WHAT TO DO: Copy out each line of the data below with no changes.

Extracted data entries

►

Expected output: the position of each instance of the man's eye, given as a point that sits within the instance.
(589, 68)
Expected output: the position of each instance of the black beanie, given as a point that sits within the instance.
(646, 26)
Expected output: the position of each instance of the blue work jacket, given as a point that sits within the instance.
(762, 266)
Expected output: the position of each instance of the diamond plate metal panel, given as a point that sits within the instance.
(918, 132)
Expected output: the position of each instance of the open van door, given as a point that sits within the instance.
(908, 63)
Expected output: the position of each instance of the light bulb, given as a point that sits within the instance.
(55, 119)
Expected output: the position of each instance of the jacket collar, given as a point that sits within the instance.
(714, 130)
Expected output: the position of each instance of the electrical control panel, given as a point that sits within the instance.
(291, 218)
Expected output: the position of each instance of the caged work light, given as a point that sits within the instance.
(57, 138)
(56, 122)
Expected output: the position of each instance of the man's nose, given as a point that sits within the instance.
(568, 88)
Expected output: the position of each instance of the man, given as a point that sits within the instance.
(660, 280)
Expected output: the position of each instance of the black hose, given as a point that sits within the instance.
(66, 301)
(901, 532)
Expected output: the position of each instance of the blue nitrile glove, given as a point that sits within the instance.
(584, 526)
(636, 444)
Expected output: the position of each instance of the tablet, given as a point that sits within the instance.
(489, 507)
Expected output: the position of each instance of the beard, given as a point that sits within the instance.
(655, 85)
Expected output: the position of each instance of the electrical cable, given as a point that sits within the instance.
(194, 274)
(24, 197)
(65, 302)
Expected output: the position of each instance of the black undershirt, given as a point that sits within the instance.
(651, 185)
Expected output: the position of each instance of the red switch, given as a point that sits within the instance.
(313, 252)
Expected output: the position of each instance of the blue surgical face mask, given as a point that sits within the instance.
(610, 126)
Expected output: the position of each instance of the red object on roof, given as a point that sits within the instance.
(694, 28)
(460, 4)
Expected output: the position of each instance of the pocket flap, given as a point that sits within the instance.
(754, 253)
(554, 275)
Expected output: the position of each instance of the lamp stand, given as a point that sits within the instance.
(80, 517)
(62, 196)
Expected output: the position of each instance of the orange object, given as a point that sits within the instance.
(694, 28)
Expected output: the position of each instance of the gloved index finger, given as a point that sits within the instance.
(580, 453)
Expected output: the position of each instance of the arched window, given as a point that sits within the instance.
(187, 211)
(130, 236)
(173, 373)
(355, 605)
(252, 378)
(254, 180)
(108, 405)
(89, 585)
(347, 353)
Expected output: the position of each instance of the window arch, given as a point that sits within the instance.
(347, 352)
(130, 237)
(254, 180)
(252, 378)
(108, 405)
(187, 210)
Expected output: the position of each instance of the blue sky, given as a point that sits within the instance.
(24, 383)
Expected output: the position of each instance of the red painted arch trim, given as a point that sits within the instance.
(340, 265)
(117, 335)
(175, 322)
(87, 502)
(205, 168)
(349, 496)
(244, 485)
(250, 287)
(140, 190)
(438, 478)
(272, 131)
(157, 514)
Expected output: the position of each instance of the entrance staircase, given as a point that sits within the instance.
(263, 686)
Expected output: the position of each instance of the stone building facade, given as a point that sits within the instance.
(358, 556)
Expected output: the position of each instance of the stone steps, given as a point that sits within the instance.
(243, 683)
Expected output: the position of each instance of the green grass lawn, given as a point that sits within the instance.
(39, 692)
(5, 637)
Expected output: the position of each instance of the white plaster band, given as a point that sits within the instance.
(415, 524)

◄

EXERCISE RESPONSE:
Expected output: the position of each instance of the man's eye, given as a point that sits within the instance.
(589, 68)
Expected output: the position of each instance of the black beanie, given as a point that sits within the instance.
(646, 26)
Expected output: the position of each instance of the blue work jacket, given as a point that sits within the instance.
(762, 266)
Expected output: the position of each instance of the diamond plate metal panel, given as a point that sits within the instance.
(918, 132)
Expected output: the position of each instance of the open van door, given as a point that sits within the instance.
(908, 63)
Expected output: the position of each instance of the light bulb, given as a point that sits within the instance.
(55, 119)
Expected output: the position of each instance of the jacket collar, given as a point that sits within the instance.
(714, 130)
Expected output: the position of each instance of the electrical control panel, given as a point that sits within the instance.
(291, 218)
Expected output: the position of each instance of the caged work light, given as a point that sits within the instance.
(57, 138)
(56, 122)
Expected output: the position of each instance of the man's nose, given as a point that sits within the instance.
(568, 88)
Expected output: the position of each instance of the man, given as a point that sits within the instance.
(660, 280)
Expected output: the position of each instance of the black hose, given as a point that sits within the instance.
(66, 301)
(901, 532)
Expected output: the position of each instance of the blue nitrile glove, given as a point that sits within the instance.
(584, 526)
(636, 444)
Expected output: the position of each instance of the tablet, given as a point that sits within the instance.
(489, 507)
Expected output: the position of each instance of the beard, given as a point that sits within the instance.
(655, 85)
Expected output: the position of each instance of the electrical cable, given as a point that sits within the instance.
(194, 274)
(24, 197)
(65, 302)
Expected output: the position of each instance of the black undershirt, given as a point that sits within the instance.
(651, 185)
Expected output: the position of each instance of the red switch, given as a point that sits within the instance.
(313, 252)
Expected output: the position of each instance of the blue surgical face mask, given as a point that sits within the instance.
(610, 126)
Expected output: the position of each instance of the red object on roof, given as a point that sits within the instance.
(694, 28)
(460, 4)
Expected output: the position of each instance of the pocket flap, given as a point that sits within the instance.
(754, 253)
(554, 275)
Expected output: the position of each instance of the lamp stand, given as a point that sits within the instance.
(80, 517)
(62, 196)
Expected output: the position of each instance of the orange object, given as a point that sits within the instance.
(694, 28)
Expected output: the position of each instance of the gloved index finger, given as a point that sits within the instance.
(580, 453)
Expected output: the position of each instance of the arched window, given as a point that sits within the instance.
(187, 211)
(130, 236)
(173, 373)
(355, 605)
(252, 378)
(254, 180)
(108, 405)
(89, 585)
(347, 353)
Expected output: the position of each instance of the window arch, given as a point that sits within the instance.
(347, 352)
(130, 237)
(254, 180)
(252, 378)
(108, 405)
(187, 210)
Expected output: the position of each instance of the blue sky, given as a point that sits within the instance.
(24, 383)
Expected output: the position of each instance of the red painted arch trim, given as a point that sits within the instance.
(340, 265)
(117, 335)
(175, 322)
(87, 502)
(205, 168)
(349, 496)
(244, 485)
(250, 287)
(140, 190)
(438, 478)
(272, 131)
(157, 514)
Expected output: the position of each instance of the entrance staircase, given as a point that sits within the instance.
(263, 686)
Expected output: the position of each instance of the stone building facade, given as a point that sits within the instance.
(358, 556)
Expected output: the position of each instance of the stone steps, given as a point that sits within the instance.
(243, 683)
Expected output: the position of each instance of the green grass lawn, given as a point that sits within the instance.
(39, 692)
(5, 637)
Expected output: the position of each instance of the white plaster band, given as a point that sits within the instance.
(415, 524)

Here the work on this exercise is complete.